▸ EXERCISE BRIEF
Retype only what runs from the line with "Target: fish body" through the end of the entries, exactly and in full, but omit any picture you find.
● ● ●
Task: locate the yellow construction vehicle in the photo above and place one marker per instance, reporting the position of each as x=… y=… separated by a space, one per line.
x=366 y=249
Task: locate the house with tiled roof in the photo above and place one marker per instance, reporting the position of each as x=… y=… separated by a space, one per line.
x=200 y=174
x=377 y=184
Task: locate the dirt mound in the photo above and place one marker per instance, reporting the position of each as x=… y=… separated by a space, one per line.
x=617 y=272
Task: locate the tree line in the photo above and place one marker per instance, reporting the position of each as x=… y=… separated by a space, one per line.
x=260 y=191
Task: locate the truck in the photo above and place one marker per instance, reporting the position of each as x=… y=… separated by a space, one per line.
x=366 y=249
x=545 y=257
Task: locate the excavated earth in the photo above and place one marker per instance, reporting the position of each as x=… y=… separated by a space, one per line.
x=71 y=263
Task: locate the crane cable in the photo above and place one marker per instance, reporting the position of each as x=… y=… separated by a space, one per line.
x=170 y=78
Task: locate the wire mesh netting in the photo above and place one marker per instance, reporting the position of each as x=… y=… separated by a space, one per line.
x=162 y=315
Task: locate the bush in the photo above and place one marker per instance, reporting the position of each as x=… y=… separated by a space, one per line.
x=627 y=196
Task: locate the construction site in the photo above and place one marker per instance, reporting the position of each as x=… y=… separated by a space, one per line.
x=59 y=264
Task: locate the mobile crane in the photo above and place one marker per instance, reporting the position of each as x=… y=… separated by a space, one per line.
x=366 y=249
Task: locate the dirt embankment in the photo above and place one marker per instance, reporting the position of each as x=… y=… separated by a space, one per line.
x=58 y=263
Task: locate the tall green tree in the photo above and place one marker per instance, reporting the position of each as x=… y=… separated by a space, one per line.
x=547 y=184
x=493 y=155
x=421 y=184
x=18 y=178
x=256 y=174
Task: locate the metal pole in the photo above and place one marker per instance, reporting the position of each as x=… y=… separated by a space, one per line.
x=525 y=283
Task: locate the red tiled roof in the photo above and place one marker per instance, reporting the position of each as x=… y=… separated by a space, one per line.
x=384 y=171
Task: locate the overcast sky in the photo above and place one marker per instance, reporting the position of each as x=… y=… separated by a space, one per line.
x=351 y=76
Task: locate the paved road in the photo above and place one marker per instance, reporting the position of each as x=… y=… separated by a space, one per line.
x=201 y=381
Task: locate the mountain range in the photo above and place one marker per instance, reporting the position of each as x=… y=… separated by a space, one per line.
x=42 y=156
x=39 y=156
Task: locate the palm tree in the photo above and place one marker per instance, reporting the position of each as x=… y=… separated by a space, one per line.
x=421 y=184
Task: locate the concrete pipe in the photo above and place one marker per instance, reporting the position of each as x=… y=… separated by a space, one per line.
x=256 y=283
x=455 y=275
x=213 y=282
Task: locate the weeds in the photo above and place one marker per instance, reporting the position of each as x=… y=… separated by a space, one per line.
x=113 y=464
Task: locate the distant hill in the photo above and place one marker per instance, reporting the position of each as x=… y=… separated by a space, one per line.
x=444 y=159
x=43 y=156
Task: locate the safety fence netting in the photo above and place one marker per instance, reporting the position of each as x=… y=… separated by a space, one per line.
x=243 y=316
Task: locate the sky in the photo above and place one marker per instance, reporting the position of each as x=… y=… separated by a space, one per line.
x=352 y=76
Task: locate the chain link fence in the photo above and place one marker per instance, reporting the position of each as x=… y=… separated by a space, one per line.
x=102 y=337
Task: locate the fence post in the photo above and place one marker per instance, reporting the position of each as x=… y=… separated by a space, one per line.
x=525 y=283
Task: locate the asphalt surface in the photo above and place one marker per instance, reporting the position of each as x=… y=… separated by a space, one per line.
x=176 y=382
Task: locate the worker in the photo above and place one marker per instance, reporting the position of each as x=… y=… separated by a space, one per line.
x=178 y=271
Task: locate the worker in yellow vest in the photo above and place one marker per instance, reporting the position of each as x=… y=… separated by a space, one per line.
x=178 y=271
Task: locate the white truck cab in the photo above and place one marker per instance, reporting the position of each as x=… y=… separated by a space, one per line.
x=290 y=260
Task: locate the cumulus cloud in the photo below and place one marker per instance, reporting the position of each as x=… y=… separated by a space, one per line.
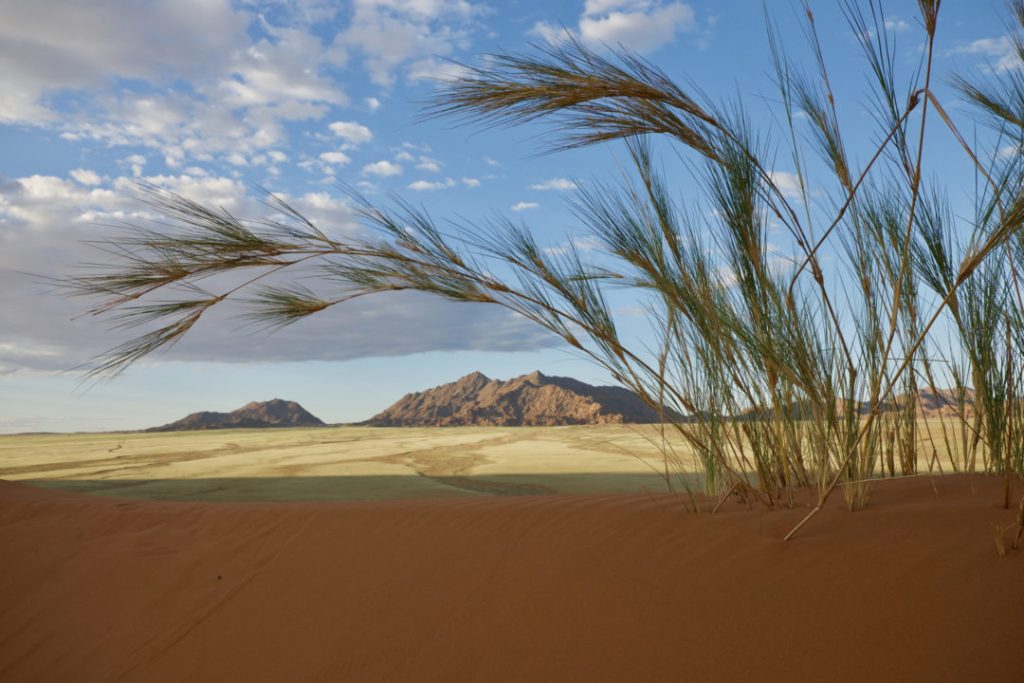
x=86 y=177
x=46 y=218
x=383 y=168
x=998 y=52
x=562 y=184
x=428 y=164
x=213 y=79
x=351 y=132
x=392 y=34
x=335 y=158
x=642 y=26
x=422 y=185
x=787 y=183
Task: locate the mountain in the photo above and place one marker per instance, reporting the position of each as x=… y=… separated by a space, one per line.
x=532 y=399
x=274 y=413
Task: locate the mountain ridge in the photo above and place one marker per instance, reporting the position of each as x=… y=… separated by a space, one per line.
x=534 y=399
x=268 y=414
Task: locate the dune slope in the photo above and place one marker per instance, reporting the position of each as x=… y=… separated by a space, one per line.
x=596 y=588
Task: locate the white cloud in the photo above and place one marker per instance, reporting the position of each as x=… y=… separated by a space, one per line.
x=217 y=80
x=642 y=26
x=351 y=132
x=335 y=158
x=46 y=218
x=896 y=25
x=392 y=34
x=86 y=177
x=382 y=168
x=428 y=164
x=787 y=183
x=999 y=52
x=561 y=184
x=422 y=185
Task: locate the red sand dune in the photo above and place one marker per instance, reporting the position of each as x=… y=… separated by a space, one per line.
x=598 y=588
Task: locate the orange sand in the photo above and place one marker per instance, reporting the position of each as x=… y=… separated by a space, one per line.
x=594 y=588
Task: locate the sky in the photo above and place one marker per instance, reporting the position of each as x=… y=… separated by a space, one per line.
x=218 y=98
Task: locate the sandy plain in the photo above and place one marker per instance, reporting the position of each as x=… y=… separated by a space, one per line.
x=350 y=463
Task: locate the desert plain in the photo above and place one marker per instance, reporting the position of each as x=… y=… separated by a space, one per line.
x=351 y=463
x=478 y=554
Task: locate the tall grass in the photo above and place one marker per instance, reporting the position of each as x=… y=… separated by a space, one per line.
x=779 y=374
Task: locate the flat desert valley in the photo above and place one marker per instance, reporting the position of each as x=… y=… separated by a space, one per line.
x=341 y=463
x=478 y=554
x=351 y=463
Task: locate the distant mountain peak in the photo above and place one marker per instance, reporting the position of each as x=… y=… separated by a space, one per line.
x=534 y=399
x=273 y=413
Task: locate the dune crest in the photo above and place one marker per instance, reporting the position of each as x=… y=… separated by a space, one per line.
x=588 y=588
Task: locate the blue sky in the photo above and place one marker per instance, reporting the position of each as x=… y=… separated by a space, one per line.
x=212 y=98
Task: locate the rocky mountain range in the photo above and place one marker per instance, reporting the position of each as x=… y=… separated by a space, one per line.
x=534 y=399
x=275 y=413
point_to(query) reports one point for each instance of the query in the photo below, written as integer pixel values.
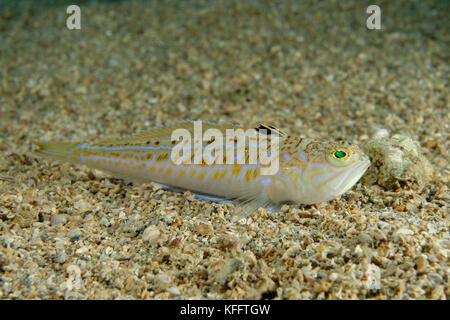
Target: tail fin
(58, 150)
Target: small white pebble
(151, 235)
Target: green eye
(339, 154)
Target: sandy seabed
(312, 69)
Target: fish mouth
(347, 182)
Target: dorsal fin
(271, 129)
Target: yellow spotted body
(307, 173)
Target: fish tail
(58, 150)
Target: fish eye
(339, 154)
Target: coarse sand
(311, 68)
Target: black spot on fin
(269, 129)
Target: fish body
(308, 171)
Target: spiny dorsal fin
(271, 129)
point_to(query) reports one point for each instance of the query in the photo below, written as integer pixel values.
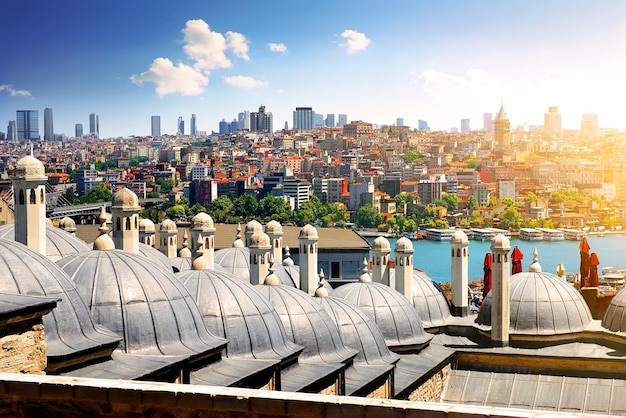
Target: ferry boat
(530, 234)
(572, 234)
(550, 234)
(438, 234)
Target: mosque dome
(235, 310)
(429, 300)
(59, 243)
(141, 302)
(404, 245)
(202, 221)
(358, 331)
(125, 198)
(273, 228)
(146, 226)
(307, 324)
(541, 304)
(398, 320)
(69, 328)
(308, 231)
(615, 315)
(168, 225)
(30, 168)
(381, 244)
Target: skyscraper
(180, 127)
(155, 125)
(12, 131)
(48, 125)
(27, 124)
(94, 124)
(192, 125)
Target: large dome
(429, 301)
(615, 315)
(541, 304)
(59, 243)
(396, 317)
(308, 325)
(69, 328)
(235, 310)
(141, 302)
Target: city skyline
(439, 63)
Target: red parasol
(487, 274)
(594, 262)
(584, 262)
(516, 258)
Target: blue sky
(440, 61)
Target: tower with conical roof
(29, 183)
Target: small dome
(141, 302)
(358, 331)
(147, 226)
(30, 168)
(168, 225)
(307, 324)
(259, 240)
(404, 245)
(459, 237)
(235, 310)
(125, 198)
(398, 320)
(308, 231)
(202, 221)
(273, 228)
(541, 304)
(381, 244)
(615, 315)
(500, 243)
(59, 243)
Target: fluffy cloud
(245, 82)
(13, 92)
(280, 47)
(354, 41)
(170, 78)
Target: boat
(530, 234)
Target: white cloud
(277, 47)
(245, 82)
(354, 41)
(170, 78)
(13, 92)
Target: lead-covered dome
(541, 304)
(615, 315)
(141, 302)
(235, 310)
(398, 320)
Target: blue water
(434, 257)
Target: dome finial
(535, 267)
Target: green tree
(368, 217)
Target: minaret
(125, 218)
(404, 267)
(29, 184)
(308, 239)
(168, 232)
(260, 254)
(460, 273)
(500, 316)
(274, 230)
(380, 260)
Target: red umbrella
(584, 248)
(487, 274)
(594, 262)
(516, 258)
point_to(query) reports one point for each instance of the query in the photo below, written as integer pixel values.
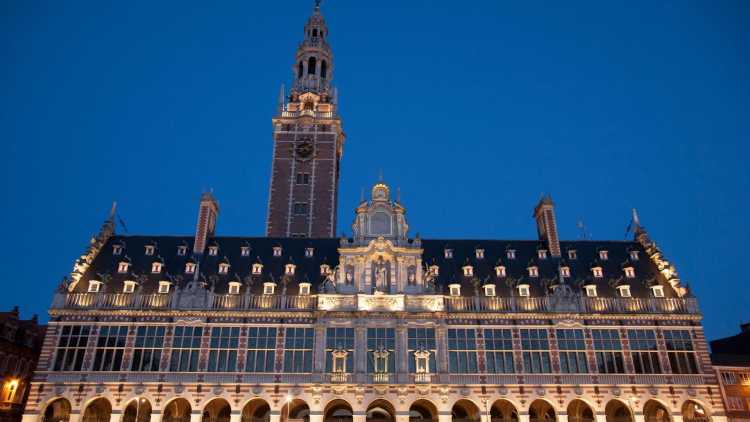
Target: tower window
● ● ●
▸ PROBLEM SOLUTION
Target: fish body
(308, 171)
Target: spiny dorsal fin
(271, 129)
point_to(query) reports one point for each instance of the query in the photo below, written as integer pixel values.
Target: ferry boat
(530, 234)
(572, 234)
(550, 234)
(438, 234)
Target: mosque dome
(235, 310)
(429, 300)
(59, 243)
(141, 302)
(404, 245)
(202, 221)
(358, 331)
(125, 198)
(273, 228)
(146, 226)
(307, 324)
(541, 304)
(398, 320)
(69, 328)
(308, 231)
(615, 315)
(168, 225)
(30, 168)
(381, 244)
Target: skyscraper
(180, 127)
(155, 125)
(12, 131)
(48, 125)
(27, 124)
(94, 124)
(192, 125)
Target: large dome
(429, 301)
(615, 315)
(541, 304)
(59, 243)
(396, 317)
(308, 325)
(69, 328)
(235, 310)
(141, 302)
Target: city skyline
(439, 63)
Target: red parasol
(487, 274)
(594, 262)
(584, 262)
(516, 258)
Target: blue sky
(440, 61)
Target: tower with conical roof
(29, 183)
Target: small dome
(141, 302)
(358, 331)
(147, 226)
(30, 168)
(168, 225)
(307, 324)
(259, 240)
(404, 245)
(459, 237)
(235, 310)
(125, 198)
(398, 320)
(308, 231)
(202, 221)
(273, 228)
(541, 304)
(381, 244)
(615, 315)
(500, 243)
(59, 243)
Target: fluffy cloud
(245, 82)
(13, 92)
(280, 47)
(354, 41)
(170, 78)
Target: boat
(530, 234)
Target: white cloud
(277, 47)
(245, 82)
(354, 41)
(170, 78)
(13, 92)
Target: lead-covered dome
(541, 304)
(615, 315)
(141, 302)
(235, 310)
(398, 320)
Target: blue water
(434, 257)
Target: dome finial
(535, 267)
Target: green tree
(368, 217)
Target: minaret
(125, 218)
(404, 267)
(29, 184)
(308, 239)
(168, 232)
(260, 254)
(460, 273)
(500, 316)
(274, 230)
(380, 260)
Target: red umbrella
(584, 248)
(487, 274)
(594, 262)
(516, 258)
point_to(query) reports one point for each instance of the query in the photo below, written as integer pixel values.
Target: tower window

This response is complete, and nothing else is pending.